**Supplied records**:
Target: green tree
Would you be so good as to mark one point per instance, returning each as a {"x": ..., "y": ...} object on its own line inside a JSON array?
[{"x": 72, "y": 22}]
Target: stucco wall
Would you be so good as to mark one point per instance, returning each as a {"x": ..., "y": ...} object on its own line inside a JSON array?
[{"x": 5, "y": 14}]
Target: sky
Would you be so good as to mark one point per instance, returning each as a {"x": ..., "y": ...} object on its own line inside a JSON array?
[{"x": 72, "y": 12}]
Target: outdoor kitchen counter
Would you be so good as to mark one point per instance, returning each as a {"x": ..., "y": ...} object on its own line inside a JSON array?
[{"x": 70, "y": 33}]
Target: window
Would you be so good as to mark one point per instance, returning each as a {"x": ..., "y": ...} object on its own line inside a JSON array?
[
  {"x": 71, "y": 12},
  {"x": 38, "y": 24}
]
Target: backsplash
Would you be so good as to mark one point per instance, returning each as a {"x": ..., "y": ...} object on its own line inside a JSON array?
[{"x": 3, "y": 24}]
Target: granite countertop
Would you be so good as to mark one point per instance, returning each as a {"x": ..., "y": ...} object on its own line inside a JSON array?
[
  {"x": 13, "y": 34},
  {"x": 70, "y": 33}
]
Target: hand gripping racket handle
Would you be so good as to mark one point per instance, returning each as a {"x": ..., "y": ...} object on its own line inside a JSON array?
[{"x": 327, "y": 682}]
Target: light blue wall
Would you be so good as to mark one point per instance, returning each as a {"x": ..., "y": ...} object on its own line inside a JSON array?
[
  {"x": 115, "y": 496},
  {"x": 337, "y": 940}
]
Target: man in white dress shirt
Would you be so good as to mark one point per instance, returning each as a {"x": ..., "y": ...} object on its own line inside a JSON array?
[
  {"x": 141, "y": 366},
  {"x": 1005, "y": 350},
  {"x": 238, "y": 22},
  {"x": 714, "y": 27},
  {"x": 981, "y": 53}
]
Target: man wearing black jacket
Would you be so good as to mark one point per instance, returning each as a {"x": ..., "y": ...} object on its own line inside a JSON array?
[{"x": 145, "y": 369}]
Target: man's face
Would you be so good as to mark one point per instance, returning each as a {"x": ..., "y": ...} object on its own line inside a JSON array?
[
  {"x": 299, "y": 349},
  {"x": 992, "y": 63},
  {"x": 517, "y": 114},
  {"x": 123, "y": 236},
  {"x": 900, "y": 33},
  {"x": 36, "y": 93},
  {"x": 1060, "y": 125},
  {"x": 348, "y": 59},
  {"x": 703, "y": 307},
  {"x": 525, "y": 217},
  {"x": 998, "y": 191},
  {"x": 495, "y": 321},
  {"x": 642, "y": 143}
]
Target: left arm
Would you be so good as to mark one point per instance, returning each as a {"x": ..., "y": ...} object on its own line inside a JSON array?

**Exercise**:
Every record should be repeated exactly; please leave none out.

**Result of this task**:
Target: green tree
Would you be so good as to mark one point per instance, returning each as a {"x": ..., "y": ...} object on its own line inside a JSON array?
[{"x": 72, "y": 22}]
Target: stucco wall
Would you be so good as to mark one point per instance, returning each as a {"x": ..., "y": ...} object on its own line inside a JSON array?
[{"x": 5, "y": 14}]
Target: sky
Would you be so good as to mark one point per instance, returning each as a {"x": ..., "y": ...} object on its own line inside a JSON array?
[{"x": 72, "y": 12}]
Target: outdoor kitchen counter
Would you be so good as to mark one point per instance, returning each as a {"x": ..., "y": ...} object on its own line inside a JSON array?
[{"x": 70, "y": 33}]
Target: window
Would you be so good as to mark one point per instance, returning each as a {"x": ..., "y": ...} object on its own line inside a JSON array?
[
  {"x": 71, "y": 12},
  {"x": 38, "y": 24}
]
Target: backsplash
Would you be so good as to mark one point per instance, returning each as a {"x": ..., "y": ...} object on its own line inside a JSON array?
[{"x": 3, "y": 24}]
Target: granite countertop
Would you be so good as to mark one point per instance, returning each as a {"x": ..., "y": ...} object on its own line inside a JSON array?
[
  {"x": 13, "y": 34},
  {"x": 70, "y": 33}
]
Target: hand gripping racket handle
Would you be so good as to mark one point per instance, returning each as a {"x": ..., "y": ...} object on its own line inside a JSON array?
[{"x": 327, "y": 682}]
Target: light blue wall
Would you be so good as to mark one point per instance, returning each as a {"x": ..., "y": ...} object on its own line inside a JSON array?
[
  {"x": 115, "y": 496},
  {"x": 337, "y": 940}
]
Target: man in white dress shirt
Would you be so good as to mark one point per instance, returning each as a {"x": ..., "y": ...} object on its own line inside a JSON array?
[
  {"x": 141, "y": 366},
  {"x": 1005, "y": 350},
  {"x": 238, "y": 22},
  {"x": 714, "y": 27},
  {"x": 981, "y": 53}
]
Target: man wearing black jacket
Would you be so good as to mark one point per instance, returning each as a {"x": ..., "y": ...} object on its own line inside a JSON array?
[{"x": 145, "y": 369}]
Target: man's face
Would you be so good as to mark one point per instance, returning each as a {"x": ..., "y": ...} object on its own line inside a JSON array?
[
  {"x": 299, "y": 349},
  {"x": 992, "y": 63},
  {"x": 517, "y": 114},
  {"x": 123, "y": 236},
  {"x": 900, "y": 33},
  {"x": 36, "y": 93},
  {"x": 1060, "y": 125},
  {"x": 348, "y": 59},
  {"x": 703, "y": 307},
  {"x": 525, "y": 217},
  {"x": 998, "y": 191},
  {"x": 495, "y": 321},
  {"x": 642, "y": 143}
]
Target: left arm
Would you be so good as to mark one point per instance, returning each as a {"x": ..., "y": ...} object on its own line inside a JSON array?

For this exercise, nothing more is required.